SHORT EXERCISE 1 — Retype part of the entries below, starting at the line that contains "Ground all instances of blue cap." and stopping after the line that contains "[14,69,37,113]", with both of those lines included. Leave the pictures out of your copy.

I mobilize my vast Internet army to shame the offending parties into ceasing their activities. 

My lawyers have advised me to do nothing directly myself, but to leave it up to them. Usually it involves issuing a cease-and-decist letter.

Artists, designers, illustrators, musicians&#8230; they've all had to deal with rip-off "artists" treating their work like a constant source of free material. With means of production becoming more accessible to everyday people, there needs to be renewed effort to reinforce some sense of right and wrong when it comes to copying stuff.


----------



## redstone (Nov 14, 2013)

darren said:


> It doesn't have to be a "technological problem" that's being solved, but the design does need to have some functional aspect to it and not be purely ornamental. In Ola's case (as with my own neck carve patent application), the shape of the neck does in fact have clear ergonomic benefits in terms of how the player's hand interacts with the instrument, which are clearly described in the patent.



The endurneck is like a twisted chair for those who refuse to sit properly. I wouldn't say it's ergonomic, but that's discutable. Anyway it's an open door to patent anything. I could patent a string spacing between 99 and 70% shorter than the standard spacing for ergonomical reasons. You can't do it anymore, I patented it first . I think I deserved a patent for having that groundbreaking idea... and tons of money.


----------



## darren (Nov 14, 2013)

You can't patent things that are that general in nature. My lawyers said that inventions with no moving parts (like a guitar neck) are actually HARDER to describe and patent successfully, because the functionality is much more difficult to articulate, compared to a more complex machine that has many moving parts to achieve its function.

STORED DATA —
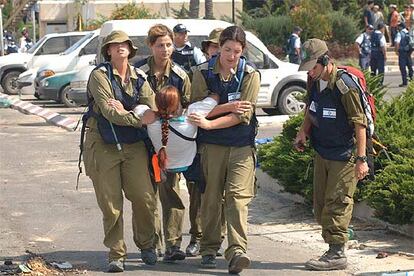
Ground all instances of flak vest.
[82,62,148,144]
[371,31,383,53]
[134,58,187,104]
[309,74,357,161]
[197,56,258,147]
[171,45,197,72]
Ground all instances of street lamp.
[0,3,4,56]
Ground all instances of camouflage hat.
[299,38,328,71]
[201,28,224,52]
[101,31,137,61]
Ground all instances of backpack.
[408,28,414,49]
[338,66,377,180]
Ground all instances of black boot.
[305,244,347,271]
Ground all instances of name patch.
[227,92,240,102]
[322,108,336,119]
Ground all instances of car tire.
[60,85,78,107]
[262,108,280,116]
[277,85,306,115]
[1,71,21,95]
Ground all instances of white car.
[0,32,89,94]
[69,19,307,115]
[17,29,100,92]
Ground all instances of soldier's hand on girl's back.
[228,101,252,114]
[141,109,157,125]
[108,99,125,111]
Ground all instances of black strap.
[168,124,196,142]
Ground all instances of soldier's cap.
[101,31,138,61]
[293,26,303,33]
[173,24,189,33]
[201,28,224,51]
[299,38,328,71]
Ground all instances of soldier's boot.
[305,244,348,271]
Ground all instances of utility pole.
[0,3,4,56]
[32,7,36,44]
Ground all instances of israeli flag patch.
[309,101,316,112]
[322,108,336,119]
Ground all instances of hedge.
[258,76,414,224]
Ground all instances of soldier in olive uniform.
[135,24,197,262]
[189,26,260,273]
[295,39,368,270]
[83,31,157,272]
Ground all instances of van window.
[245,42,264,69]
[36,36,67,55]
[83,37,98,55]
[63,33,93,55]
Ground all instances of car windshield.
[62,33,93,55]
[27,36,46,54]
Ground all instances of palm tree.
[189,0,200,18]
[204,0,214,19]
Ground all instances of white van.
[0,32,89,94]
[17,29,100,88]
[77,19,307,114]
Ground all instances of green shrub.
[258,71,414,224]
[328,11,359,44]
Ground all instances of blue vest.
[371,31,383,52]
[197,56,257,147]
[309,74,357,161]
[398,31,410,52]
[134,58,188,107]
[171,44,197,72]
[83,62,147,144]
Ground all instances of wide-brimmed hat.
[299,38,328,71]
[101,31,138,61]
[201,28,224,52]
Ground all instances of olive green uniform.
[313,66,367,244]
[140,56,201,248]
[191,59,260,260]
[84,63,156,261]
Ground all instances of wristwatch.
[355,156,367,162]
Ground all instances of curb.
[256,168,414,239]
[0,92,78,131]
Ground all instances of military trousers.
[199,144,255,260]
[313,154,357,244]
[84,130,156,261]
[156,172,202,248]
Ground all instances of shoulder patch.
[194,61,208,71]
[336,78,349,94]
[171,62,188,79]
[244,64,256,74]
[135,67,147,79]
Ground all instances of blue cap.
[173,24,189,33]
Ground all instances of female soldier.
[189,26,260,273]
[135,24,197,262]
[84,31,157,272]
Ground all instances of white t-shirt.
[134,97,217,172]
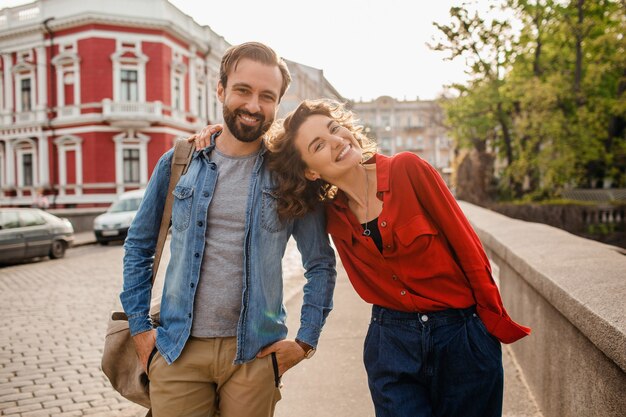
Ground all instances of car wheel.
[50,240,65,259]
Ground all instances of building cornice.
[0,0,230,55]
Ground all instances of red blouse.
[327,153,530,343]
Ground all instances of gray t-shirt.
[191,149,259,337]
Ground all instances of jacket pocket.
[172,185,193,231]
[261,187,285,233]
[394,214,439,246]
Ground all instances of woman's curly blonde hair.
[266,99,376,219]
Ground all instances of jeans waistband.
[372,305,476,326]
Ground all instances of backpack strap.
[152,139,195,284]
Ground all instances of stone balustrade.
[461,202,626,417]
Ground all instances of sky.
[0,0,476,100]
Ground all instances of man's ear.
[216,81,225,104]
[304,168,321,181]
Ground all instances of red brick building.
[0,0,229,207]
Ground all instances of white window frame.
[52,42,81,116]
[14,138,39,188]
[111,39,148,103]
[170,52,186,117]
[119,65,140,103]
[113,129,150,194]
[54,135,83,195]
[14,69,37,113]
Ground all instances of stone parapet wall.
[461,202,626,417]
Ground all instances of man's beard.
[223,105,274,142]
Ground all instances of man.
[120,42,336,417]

...

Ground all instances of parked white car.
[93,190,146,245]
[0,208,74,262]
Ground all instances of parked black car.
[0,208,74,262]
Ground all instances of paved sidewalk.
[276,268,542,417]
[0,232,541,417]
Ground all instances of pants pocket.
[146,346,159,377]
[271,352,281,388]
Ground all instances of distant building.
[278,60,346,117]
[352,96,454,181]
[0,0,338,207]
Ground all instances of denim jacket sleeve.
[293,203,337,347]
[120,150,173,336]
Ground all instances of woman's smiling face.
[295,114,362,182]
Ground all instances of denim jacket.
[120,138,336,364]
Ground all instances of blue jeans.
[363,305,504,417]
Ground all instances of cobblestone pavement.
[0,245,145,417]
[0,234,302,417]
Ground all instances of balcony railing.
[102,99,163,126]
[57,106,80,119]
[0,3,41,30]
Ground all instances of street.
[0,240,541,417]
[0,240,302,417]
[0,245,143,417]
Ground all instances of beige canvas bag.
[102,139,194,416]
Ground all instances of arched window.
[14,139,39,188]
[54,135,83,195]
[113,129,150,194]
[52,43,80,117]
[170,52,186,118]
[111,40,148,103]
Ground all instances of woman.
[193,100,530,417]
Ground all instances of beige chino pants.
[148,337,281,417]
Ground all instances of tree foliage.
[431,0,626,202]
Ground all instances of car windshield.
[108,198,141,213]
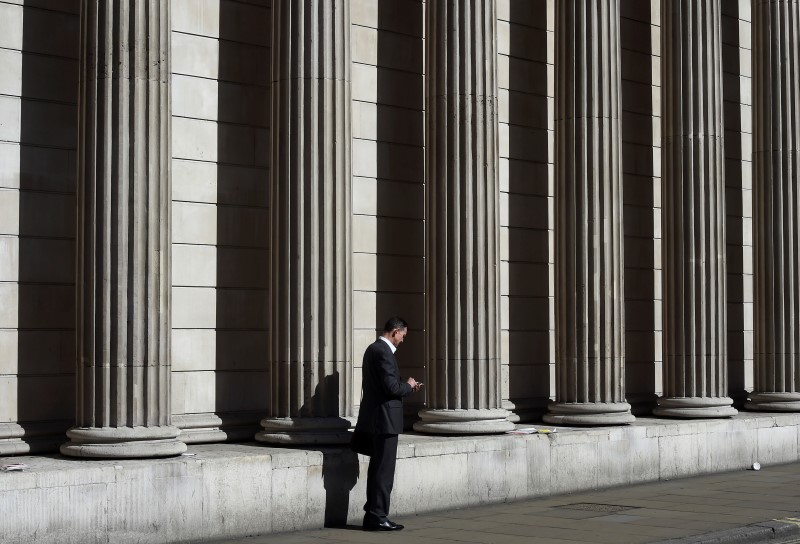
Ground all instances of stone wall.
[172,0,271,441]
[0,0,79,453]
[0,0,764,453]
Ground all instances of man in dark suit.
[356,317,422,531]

SHORT EXERCISE 2 — Extend the forum thread on patenting guitar designs from its last post, carrying on in the same manner.

TASK ANSWER 1 —
Ground all instances of blue cap.
[173,24,189,33]
Ground all instances of female soldier.
[189,26,260,273]
[135,24,197,262]
[84,31,157,272]
Ground all instances of white t-shirt.
[134,97,217,172]
Ground all instances of car wheel.
[50,240,65,259]
Ground all instances of building cornice.
[0,0,230,55]
Ground all instances of red blouse.
[327,153,530,343]
Ground all instances of gray t-shirt.
[191,149,259,337]
Ground all instances of jacket pocket.
[172,185,193,231]
[261,187,285,233]
[394,214,439,246]
Ground all instances of woman's curly blonde hair.
[266,99,376,219]
Ground all instances of jeans waistband.
[372,305,476,326]
Ground all instances of backpack strap.
[152,139,195,284]
Ground all instances of stone balustrade.
[461,202,626,417]
Ground all instances of sky.
[0,0,476,100]
Ground all instances of man's ear.
[216,81,225,104]
[304,168,321,181]
Ground all instances of red brick building.
[0,0,229,207]
Ground all instances of white window frame.
[52,42,81,116]
[14,138,39,188]
[111,39,148,103]
[170,52,186,117]
[119,65,140,103]
[113,129,150,194]
[54,135,83,195]
[14,69,37,113]

TASK ANSWER 2 —
The Endurneck is pretty cool if your technique works with it. It's not for everyone, for sure. But it does have distinct advantages if it suits your playing style and hand positioning.


----------



## redstone (Nov 14, 2013)

Just an idea, could we patent a body shape via its acoustic properties ?


----------



## ElRay (Nov 14, 2013)

chrisxrome said:


> You can't patent an individual piece of art ...



Right. They're trying to go the copyright route. Like an author, photographer, songwriter, etc.

Ray


----------



## ElRay (Nov 14, 2013)

darren said:


> It doesn't have to be a "technological problem" that's being solved, but the design does need to have some functional aspect to it and not be purely ornamental. In Ola's case (as with my own neck carve patent application), the shape of the neck does in fact have clear ergonomic benefits in terms of how the player's hand interacts with the instrument, which are clearly described in the patent.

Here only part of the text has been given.